== Excerpted passage ==

Wednesday, July 31, 2013

Paralysis



Cruise industry + Hamlet = paralysis.  Odd equation, you might say.  Bizarre.  Intriguing, perhaps.  Even divergent. 

The connections began rather innocently, like  the perfume of toasting coconut, seconds before it burns.  Scanning the cover of Maclean’s to inventory  what I might like to read in that issue, I hovered on the headline, “Troubled waters for the cruise industry” (July 22).    We’ve enjoyed three cruises since 2007, the most recent to the Panama Canal in February, all with Holland America.   We like the smaller ships; the dancing and shows conform to our taste and style, and the food lives up to expectations.  Mostly, though, we’ve met fascinating people:  an 89-year-old chemical engineer who worked on the Gemini and Apollo space programs; two very courageous women fighting lung cancer; an American lieutenant-colonel veteran of the first Gulf War (1990 – 1991), when integration of women in combat was just beginning. 

Given our memorable cruise experiences, I was eager to delve into the article.  Beyond the Costa Concordia and the Carnival Triumph (aka. “the poop cruise,” it seems), disasters which have garnered a lot of publicity, the cruise industry has faced many problems which often don’t make the headlines.  The article goes on to say that failed generators, passengers overboard, sexual assalts, and viral outbreaks number among the issues the cruise industry is facing, 97 such mishaps in 2012.  Those statistics are attributed to  Ross Klein, professor at Memorial University in St. John’s, Newfoundland, and self-appointed cruise industry watchdog, who documents his findings on his personal website, Cruise Junkie.  Klein maintains that the cruise industry is almost totally self-regulated.

===
== Recorded data ==

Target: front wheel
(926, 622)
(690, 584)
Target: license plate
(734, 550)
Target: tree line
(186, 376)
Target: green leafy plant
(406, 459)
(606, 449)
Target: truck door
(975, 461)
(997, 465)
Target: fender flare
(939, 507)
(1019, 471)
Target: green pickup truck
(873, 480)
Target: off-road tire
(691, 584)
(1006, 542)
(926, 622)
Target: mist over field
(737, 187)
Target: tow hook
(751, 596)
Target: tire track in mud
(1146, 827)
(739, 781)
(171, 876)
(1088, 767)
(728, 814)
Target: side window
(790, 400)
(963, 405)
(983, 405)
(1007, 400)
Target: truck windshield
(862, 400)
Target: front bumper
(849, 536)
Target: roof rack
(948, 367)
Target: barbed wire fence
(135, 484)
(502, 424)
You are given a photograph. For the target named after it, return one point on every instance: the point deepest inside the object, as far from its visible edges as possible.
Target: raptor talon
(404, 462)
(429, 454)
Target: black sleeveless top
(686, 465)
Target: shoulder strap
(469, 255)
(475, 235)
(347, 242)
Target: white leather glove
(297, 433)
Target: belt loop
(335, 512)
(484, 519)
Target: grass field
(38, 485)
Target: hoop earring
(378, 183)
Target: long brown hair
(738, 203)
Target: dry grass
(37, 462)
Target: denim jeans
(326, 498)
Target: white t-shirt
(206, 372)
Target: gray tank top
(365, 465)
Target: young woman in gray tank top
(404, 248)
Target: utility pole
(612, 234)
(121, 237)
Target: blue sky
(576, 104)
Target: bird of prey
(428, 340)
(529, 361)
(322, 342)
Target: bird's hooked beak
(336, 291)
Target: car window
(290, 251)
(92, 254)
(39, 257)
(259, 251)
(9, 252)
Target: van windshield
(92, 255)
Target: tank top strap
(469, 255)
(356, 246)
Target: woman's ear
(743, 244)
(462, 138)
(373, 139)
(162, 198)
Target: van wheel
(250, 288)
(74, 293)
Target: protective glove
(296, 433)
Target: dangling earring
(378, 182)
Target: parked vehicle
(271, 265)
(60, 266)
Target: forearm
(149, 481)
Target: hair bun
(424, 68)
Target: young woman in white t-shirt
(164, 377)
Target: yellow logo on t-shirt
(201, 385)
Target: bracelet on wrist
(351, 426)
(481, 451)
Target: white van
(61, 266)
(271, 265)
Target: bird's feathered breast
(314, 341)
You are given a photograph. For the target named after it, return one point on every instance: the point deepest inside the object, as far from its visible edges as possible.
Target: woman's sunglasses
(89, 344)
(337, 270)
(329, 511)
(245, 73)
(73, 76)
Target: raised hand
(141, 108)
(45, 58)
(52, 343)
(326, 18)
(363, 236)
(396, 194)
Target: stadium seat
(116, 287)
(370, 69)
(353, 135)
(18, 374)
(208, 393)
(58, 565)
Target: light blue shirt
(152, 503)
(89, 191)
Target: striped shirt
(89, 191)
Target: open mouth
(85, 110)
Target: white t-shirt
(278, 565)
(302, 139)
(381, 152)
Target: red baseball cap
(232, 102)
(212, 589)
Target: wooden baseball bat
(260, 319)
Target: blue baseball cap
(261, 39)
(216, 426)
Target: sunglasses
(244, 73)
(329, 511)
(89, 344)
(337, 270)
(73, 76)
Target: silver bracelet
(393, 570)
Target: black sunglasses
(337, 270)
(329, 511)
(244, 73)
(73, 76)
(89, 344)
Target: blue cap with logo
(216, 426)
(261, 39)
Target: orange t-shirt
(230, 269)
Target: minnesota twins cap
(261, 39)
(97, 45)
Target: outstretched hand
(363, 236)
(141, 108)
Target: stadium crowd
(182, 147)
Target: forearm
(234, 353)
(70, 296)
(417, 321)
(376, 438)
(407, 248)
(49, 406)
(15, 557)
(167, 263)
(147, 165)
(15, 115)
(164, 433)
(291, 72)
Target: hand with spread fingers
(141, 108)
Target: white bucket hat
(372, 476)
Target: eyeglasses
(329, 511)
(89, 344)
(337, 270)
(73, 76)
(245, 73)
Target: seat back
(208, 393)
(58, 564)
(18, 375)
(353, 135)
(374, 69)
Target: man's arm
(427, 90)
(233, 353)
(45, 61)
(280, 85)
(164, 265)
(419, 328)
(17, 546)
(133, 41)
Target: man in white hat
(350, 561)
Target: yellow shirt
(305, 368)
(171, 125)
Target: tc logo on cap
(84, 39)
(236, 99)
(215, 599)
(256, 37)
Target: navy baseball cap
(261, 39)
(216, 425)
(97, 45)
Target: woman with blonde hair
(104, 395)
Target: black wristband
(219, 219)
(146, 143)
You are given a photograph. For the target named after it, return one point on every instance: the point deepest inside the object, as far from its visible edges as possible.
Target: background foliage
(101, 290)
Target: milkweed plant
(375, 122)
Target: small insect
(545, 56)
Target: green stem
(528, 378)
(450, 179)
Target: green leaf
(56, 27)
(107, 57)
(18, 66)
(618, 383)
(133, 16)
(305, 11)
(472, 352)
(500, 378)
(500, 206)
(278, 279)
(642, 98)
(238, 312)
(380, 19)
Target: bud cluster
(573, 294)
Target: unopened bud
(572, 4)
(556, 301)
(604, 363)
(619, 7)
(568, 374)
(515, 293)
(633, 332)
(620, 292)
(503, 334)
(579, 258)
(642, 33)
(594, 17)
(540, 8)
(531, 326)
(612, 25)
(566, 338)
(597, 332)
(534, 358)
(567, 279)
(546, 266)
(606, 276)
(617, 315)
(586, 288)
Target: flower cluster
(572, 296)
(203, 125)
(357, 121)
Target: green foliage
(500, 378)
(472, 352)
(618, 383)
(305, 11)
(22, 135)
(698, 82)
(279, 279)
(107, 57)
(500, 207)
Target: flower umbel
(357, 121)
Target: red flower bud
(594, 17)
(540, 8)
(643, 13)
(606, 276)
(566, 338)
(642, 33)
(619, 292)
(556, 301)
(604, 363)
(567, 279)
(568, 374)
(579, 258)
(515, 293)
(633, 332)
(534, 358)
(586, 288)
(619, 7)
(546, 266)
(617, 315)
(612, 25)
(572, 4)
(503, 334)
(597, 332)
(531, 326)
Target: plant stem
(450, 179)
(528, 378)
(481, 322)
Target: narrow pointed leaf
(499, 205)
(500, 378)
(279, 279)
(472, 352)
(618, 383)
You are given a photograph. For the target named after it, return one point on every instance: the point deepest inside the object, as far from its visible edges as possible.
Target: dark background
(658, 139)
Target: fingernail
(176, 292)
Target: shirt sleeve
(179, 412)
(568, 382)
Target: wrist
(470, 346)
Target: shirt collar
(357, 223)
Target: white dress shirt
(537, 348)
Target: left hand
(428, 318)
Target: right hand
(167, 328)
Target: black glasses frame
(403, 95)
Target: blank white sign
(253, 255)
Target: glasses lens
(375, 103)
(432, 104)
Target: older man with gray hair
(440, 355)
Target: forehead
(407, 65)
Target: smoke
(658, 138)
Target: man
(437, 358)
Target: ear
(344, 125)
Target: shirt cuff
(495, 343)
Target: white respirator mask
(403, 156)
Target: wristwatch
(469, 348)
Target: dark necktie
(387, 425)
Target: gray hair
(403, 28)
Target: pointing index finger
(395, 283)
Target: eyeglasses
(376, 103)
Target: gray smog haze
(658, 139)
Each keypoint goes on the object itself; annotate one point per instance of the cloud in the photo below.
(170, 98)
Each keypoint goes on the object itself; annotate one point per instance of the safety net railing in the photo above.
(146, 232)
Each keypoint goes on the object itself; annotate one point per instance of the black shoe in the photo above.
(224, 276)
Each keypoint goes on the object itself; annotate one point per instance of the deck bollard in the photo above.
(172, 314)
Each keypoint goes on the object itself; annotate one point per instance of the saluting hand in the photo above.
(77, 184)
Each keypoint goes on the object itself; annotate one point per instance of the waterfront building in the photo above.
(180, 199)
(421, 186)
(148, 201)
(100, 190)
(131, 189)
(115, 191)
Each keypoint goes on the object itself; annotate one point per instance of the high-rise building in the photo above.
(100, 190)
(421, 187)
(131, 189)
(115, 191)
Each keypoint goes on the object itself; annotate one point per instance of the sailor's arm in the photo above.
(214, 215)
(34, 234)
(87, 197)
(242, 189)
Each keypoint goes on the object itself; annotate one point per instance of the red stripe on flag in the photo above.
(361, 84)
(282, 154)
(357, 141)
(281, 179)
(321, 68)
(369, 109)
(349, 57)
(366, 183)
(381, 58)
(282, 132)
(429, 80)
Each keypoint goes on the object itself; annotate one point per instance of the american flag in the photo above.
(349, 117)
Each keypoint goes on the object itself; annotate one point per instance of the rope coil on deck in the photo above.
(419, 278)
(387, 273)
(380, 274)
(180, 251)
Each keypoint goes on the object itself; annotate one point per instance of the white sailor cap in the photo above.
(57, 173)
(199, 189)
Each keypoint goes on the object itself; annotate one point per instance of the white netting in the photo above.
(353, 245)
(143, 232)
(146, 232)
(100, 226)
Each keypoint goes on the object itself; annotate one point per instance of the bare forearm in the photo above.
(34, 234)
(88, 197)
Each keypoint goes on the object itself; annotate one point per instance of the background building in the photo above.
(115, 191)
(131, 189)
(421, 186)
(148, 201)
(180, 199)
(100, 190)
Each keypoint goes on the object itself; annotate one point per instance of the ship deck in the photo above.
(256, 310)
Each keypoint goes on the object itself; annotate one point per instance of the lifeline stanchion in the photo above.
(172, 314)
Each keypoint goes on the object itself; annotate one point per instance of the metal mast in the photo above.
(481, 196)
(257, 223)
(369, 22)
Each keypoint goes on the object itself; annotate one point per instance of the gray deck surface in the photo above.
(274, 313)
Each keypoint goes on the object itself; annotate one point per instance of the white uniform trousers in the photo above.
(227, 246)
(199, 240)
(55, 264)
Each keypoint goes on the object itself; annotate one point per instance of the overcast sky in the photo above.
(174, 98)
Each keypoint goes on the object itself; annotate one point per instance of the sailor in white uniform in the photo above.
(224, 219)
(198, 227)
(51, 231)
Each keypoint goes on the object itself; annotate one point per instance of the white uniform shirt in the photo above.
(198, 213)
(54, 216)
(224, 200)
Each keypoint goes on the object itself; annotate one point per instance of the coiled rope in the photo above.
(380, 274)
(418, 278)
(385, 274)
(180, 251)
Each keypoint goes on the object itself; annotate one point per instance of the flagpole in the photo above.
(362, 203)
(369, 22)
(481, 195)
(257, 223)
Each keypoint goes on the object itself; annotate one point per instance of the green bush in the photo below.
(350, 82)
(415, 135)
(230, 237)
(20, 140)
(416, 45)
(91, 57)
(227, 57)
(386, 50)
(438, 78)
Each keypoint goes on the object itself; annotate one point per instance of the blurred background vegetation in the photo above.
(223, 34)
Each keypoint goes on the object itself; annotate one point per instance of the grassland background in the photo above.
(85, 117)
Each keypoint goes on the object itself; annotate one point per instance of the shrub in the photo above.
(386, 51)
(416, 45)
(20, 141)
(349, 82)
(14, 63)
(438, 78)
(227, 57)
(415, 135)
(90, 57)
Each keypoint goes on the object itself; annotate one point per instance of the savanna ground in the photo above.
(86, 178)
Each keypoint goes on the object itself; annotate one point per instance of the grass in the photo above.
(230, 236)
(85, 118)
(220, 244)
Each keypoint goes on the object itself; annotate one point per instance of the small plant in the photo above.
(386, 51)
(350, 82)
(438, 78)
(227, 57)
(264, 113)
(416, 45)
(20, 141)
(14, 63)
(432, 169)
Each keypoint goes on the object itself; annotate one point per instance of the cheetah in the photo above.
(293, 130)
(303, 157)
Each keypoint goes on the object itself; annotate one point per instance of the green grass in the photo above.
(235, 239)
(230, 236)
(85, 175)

===

• Tasks and exercises:
• a. Can you transcribe the cruise blog post word for word, beginning at "The connections began" and stopping after "was just beginning."?
• b. In the opening paragraph of the cruise blog post, which words are used to describe the equation "Cruise industry + Hamlet = paralysis"?

• Results for the exercise:
• a.
The connections began rather innocently, like  the perfume of toasting coconut, seconds before it burns.  Scanning the cover of Maclean’s to inventory  what I might like to read in that issue, I hovered on the headline, “Troubled waters for the cruise industry” (July 22).    We’ve enjoyed three cruises since 2007, the most recent to the Panama Canal in February, all with Holland America.   We like the smaller ships; the dancing and shows conform to our taste and style, and the food lives up to expectations.  Mostly, though, we’ve met fascinating people:  an 89-year-old chemical engineer who worked on the Gemini and Apollo space programs; two very courageous women fighting lung cancer; an American lieutenant-colonel veteran of the first Gulf War (1990 – 1991), when integration of women in combat was just beginning.

• b.
- Odd
- Bizarre
- Intriguing
- Divergent